# Quero te a sambar



## Agitato

Dobry wieczór (good evening, guten Abend, dobrý večer, добрый вечер) - jako że to mój pierwszy wpis na forum, bardzo grzecznie się witam z jego członkami w językach, o których mam jakie takie pojęcie - chociaż nie na tyle duże, żeby się tym chwalić w swoim profilu...

Moje pozdrowienie jest oczywiście według właściwego mnie czasu polskiego ...

A teraz do rzeczy. Czy znajdzie się ktoś dobry i przetłumaczy na polski tę frazę?
Jest to drobny fragment piosenki * …quero te a sambar? *wykonywanej przez zespół Tape Five (muzyka Martin Strathausen, tekst Henrik Wager). Z przeszukania Internetu wynika, że to język portugalski, ale e-translatory niespecjalnie pomogły.

W piosence tej są jeszcze dwa drobne fragmenty po portugalsku (mam nadzieję, że zamieszczenie ich w tym samym wątku nie będzie wielkim naruszeniem zasad forum...). A mianowicie:

Amor te a sambar! [kocham cię sambo! (??)]

Sinto meo curasao. [tu zdaje mi się, że identyfikuję nazwę likieru (?)]

Z góry dziękuję za każdą odpowiedź.


----------



## Ben Jamin

Sinto meo curasao. [tu zdaje mi się, że identyfikuję nazwę likieru (?)]

Z góry dziękuję za każdą odpowiedź.[/QUOTE]

Nie jestem ekspertem w portugalskim, ale na tyle na ile znam ten język to:

„Quero te a sambar” znaczy w zasadzie „chcę abyś tańczyła sambę”
„amo te a sambar” znaczy „kocham gdy tańczysz sambę”, „amor” jest tu błędem.

„Sinto meo curasao” nie ma sensu, to może być  „sinto o meu coração”, czyli „czuję moje serce”.
Na Morzu Karaibskim leży wyspa Curaçau, i od tej nazwy poszła nazwa napoju.


----------



## Agitato

Jeszcze raz dziękuję za odpowiedź. 

Utwierdza mnie ona w przekonaniu, że nie można mieć zaufania do autorów tekstów piosenek.


----------



## Thomas1

W piosence dostępnej na Youtube słyszę "Amo-te a sambar" (prawie nie słychać "r" z "sambar", co idzie w parze z ogólnym rytmem piosenki).

"sinto ___ coração" w luce słyszę "mia", ale raczej powinno być "meu". "o" przed "meu" nie jest konieczne, zwłaszcza, że w piosence nawiązują do odmiany brazylijskiej, gdzie bardzo często opuszcza się rodzajnik przed formami typu "meo".


----------



## Ben Jamin

Nigdy wcześniej nie spotkałem się z konstrukcją typu «quero te a …» w żadnym języku romańskim. Zapytałem o to na forum portugalskim, i pierwszy odpowiedział Brazylijczyk, że czegoś takiego w języku portugalskim nie ma. Następnie Portugalczyk odpowiedział, że jest, ale jest to substandard, i nie należy używać . Google dał kilka trafień, ale bardzo mało. Jaki jest właściwie język ojczysty autora słów?

**PREZENTOWANE DANE:**
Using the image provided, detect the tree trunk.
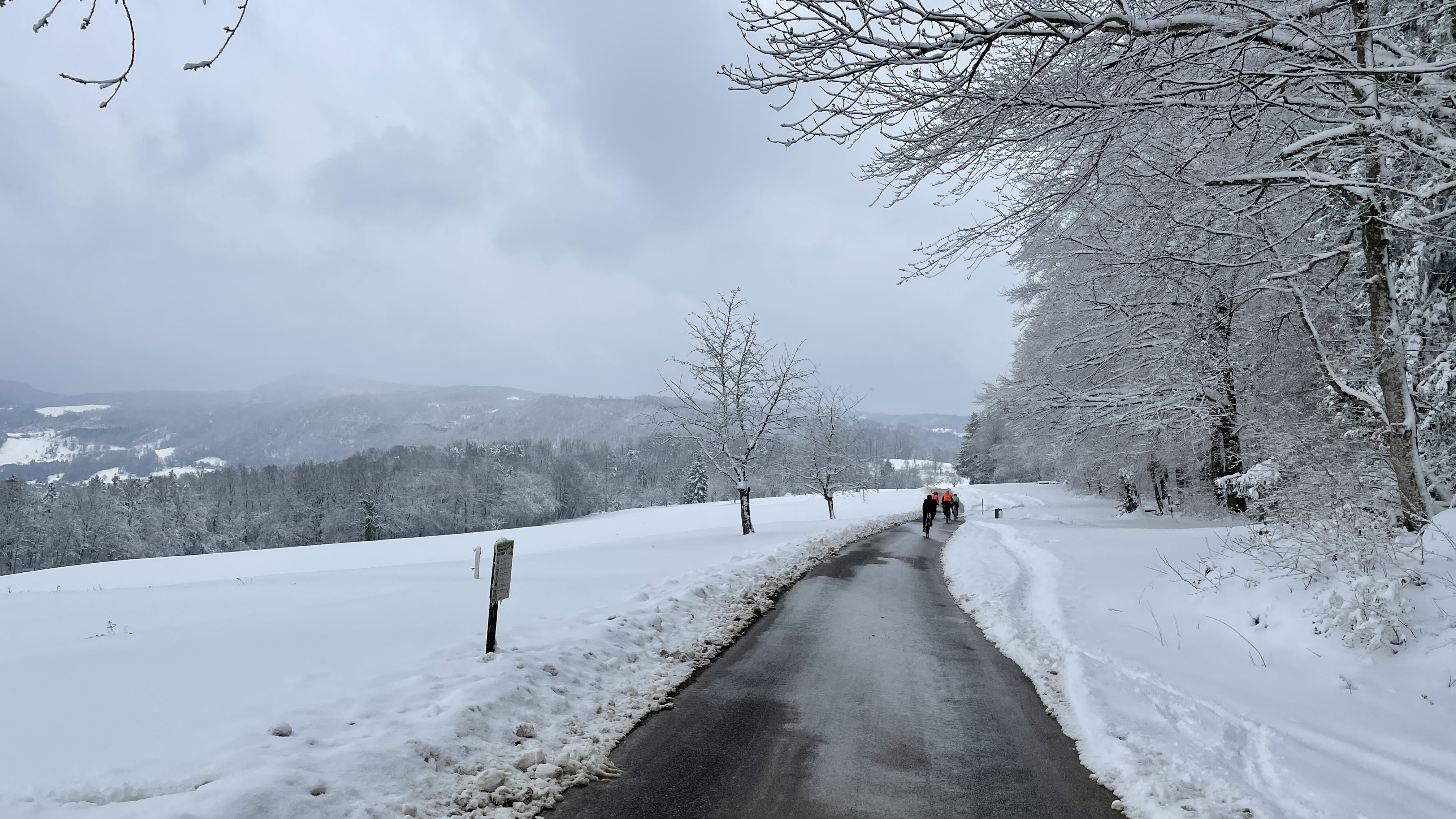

**ZADANIA DO WYKONANIA:**
(A) Jaki zespół wykonuje piosenkę, o której mowa w pierwszym wpisie wątku o frazie z piosenki?
(B) Proszę powtórzyć bez zmian fragment wątku o frazie z piosenki od słów „# Quero te a” do słów „polski tę frazę?”.
(C) Proszę kontynuować wątek o frazie z piosenki, zaczynając tuż po jego ostatnim zdaniu.

**ODPOWIEDZI PO KOLEI:**
(A) Zespół Tape Five.

(B)
# Quero te a sambar



## Agitato

Dobry wieczór (good evening, guten Abend, dobrý večer, добрый вечер) - jako że to mój pierwszy wpis na forum, bardzo grzecznie się witam z jego członkami w językach, o których mam jakie takie pojęcie - chociaż nie na tyle duże, żeby się tym chwalić w swoim profilu...

Moje pozdrowienie jest oczywiście według właściwego mnie czasu polskiego ...

A teraz do rzeczy. Czy znajdzie się ktoś dobry i przetłumaczy na polski tę frazę?

(C)
----------



## Agitato

Ben Jamin said:


> Jaki jest właściwie język ojczysty autora słów?


Przypuszczam, że angielski -   w każdym razie pewna jest informacja, że "jest z Londynu". Tak podaje strona internetowa zespołu. Stamtąd też pochodzi tekst, więc jest niejako autoryzowany.


----------



## kakapadaka

http://de.wikipedia.org/wiki/Tape_Five
Angielski to by było pół biedy...
"Portugalski" jest mocno pokaleczony w tej piosence do tego stopnia że Quero brzmi raczej jak Quiero (hiszp.) a już na pewno nie po portugalsku śpiewają _quero te _co po "brazylijsku" brzmiałoby raczej jak "keru ci".
Wniosek? Nie da się tego przetłumaczyć bo to jest idiolekt autorów piosenki. Ni to hiszpański, ni portugalski, _nem a puta que os pariu _

Przyjemnie sie słucha, nie psuj sobie zabawy i nie rozkminiaj tekstów piosenek bo to się rzadko dobrze kończy


----------



## Ben Jamin

kakapadaka said:


> http://de.wikipedia.org/wiki/Tape_Five
> Angielski to by było pół biedy...
> "Portugalski" jest mocno pokaleczony w tej piosence do tego stopnia że Quero brzmi raczej jak Quiero (hiszp.) a już na pewno nie po portugalsku śpiewają _quero te _co po "brazylijsku" brzmiałoby raczej jak "keru ci".
> Wniosek? Nie da się tego przetłumaczyć bo to jest idiolekt autorów piosenki. Ni to hiszpański, ni portugalski, _nem a puta que os pariu _
> 
> Przyjemnie sie słucha, nie psuj sobie zabawy i nie rozkminiaj tekstów piosenek bo to się rzadko dobrze kończy


Co to znaczy "nie rozkminiaj"?


----------



## kakapadaka

I czym w ogóle jest "znaczenie"? Pewnie nigdy nie poznamy odpowiedzi...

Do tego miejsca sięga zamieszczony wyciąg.